Rose: When I realized survival without a voice is still a form of silence. For years, I acted normal, built businesses, raised a family And sure, from the outside it looked like I had ‘made it.’
But I failed to escape and bury my past. This was the moment I understood that if I didn’t speak the words out loud, it would continue affect me. This book was the line between surviving and owning my story
You write candidly about childhood trauma. What was the hardest truth you had to confront while writing this book?
Rose: The hardest truth to tell was admitting that I felt abandoned. People see me now as strong, capable, unshakeable, but strength is something I built, not something I was born with. Writing about that loneliness forced me to expose a vulnerability I’d long outgrown. Admitting I once felt that way was uncomfortable, but it was also necessary. You can’t tell a story about resilience without first telling the truth about the cracks.
Many people see your success in luxury real estate and construction, but not the internal battles behind it. How did unhealed trauma show up in your professional life?
Rose: The unhealed trauma showed up in the moments I wasn’t being heard. When my voice was dismissed, when I was reduced to someone’s wife or daughter instead of being seen as the decision-maker in the room, those moments hit deeper than people realized. But they also shaped me. I learned to stand firmer, speak more clearly, and show up stronger, not to prove myself, but to refuse being belittled.
You’ve built success in two male-dominated industries. What did you have to unlearn about power, confidence, and self-worth to claim your space?
Rose: I had to learn that power does not need permission. I already knew I deserved a seat at the table; I just had to claim it. I learned that confidence doesn’t come from arrogance or loudness, but from speaking with clarity and conviction. When you communicate from that place, respect follows. I never backed away from a room or a table. I stayed, I spoke, and I owned my presence.
The book challenges the idea that healing makes you “soft.” What does healing actually look like for high-performing women?
Rose: Healing doesn’t make you soft; it actually proves how brave you are. For high-performing women, healing is survival. It’s choosing movement over stagnation, growth over staying stuck. It’s the willingness to break cycles instead of repeating them. Healing is the act of strength that allows you to move forward with clarity, power, and intention.
Were there moments you almost didn’t publish Indestructible out of fear or self-protection? What pushed you forward?
Rose: Absolutely yes. I stopped for over two years. No writing, no thinking, I completely stalled. I questioned whether my story mattered and what value it would bring to the world. What pushed me forward was realizing that my daughter’s friends, and so many young women like them, needed role models, support, and guidance. They told me they felt stronger after talking with me. That thought became bigger than my fear. I finished the book to show up for those who feel alone.
What would you say to women who are thriving publicly but still struggling privately?
Rose: I would say that struggling is absolutely fine. There are more of us struggling privately than anyone realizes or cares to admit. Struggling is okay. Crying is okay. Taking a moment, or even a break, is okay. The only problem is stopping altogether. That’s the real enemy. Keep moving forward, even in small steps, and you’ll find your strength.
How did becoming a wife and mother reshape your understanding of strength and vulnerability?
Rose: Becoming a wife didn’t change me much, I don’t think. I was clear about my independence and where my finish line was. But becoming a mother changed me in ways I never expected. I became vulnerable because I wanted to be truly present and supportive. I became strong because I wanted to teach my children how to show up better, day after day. Motherhood taught me that strength and vulnerability aren’t opposites.

■ **DATA SUPPLIED**:
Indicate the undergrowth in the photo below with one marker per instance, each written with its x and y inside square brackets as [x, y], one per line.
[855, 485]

--

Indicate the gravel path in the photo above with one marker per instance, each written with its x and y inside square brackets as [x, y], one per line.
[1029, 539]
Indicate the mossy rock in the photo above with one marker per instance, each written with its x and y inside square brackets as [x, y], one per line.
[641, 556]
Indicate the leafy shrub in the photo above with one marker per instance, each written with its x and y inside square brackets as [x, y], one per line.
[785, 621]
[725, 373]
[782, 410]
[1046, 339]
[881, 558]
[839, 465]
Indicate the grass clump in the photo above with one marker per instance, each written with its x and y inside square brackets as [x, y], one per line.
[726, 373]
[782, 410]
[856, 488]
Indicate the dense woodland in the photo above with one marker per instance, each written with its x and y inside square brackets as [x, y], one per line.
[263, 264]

■ **SHORT EXERCISE**:
Copy the interview from "Rose: Becoming a" up to and including "vulnerability aren’t opposites.", replacing "finish line" with "end goal".

■ **ANSWER**:
Rose: Becoming a wife didn’t change me much, I don’t think. I was clear about my independence and where my end goal was. But becoming a mother changed me in ways I never expected. I became vulnerable because I wanted to be truly present and supportive. I became strong because I wanted to teach my children how to show up better, day after day. Motherhood taught me that strength and vulnerability aren’t opposites.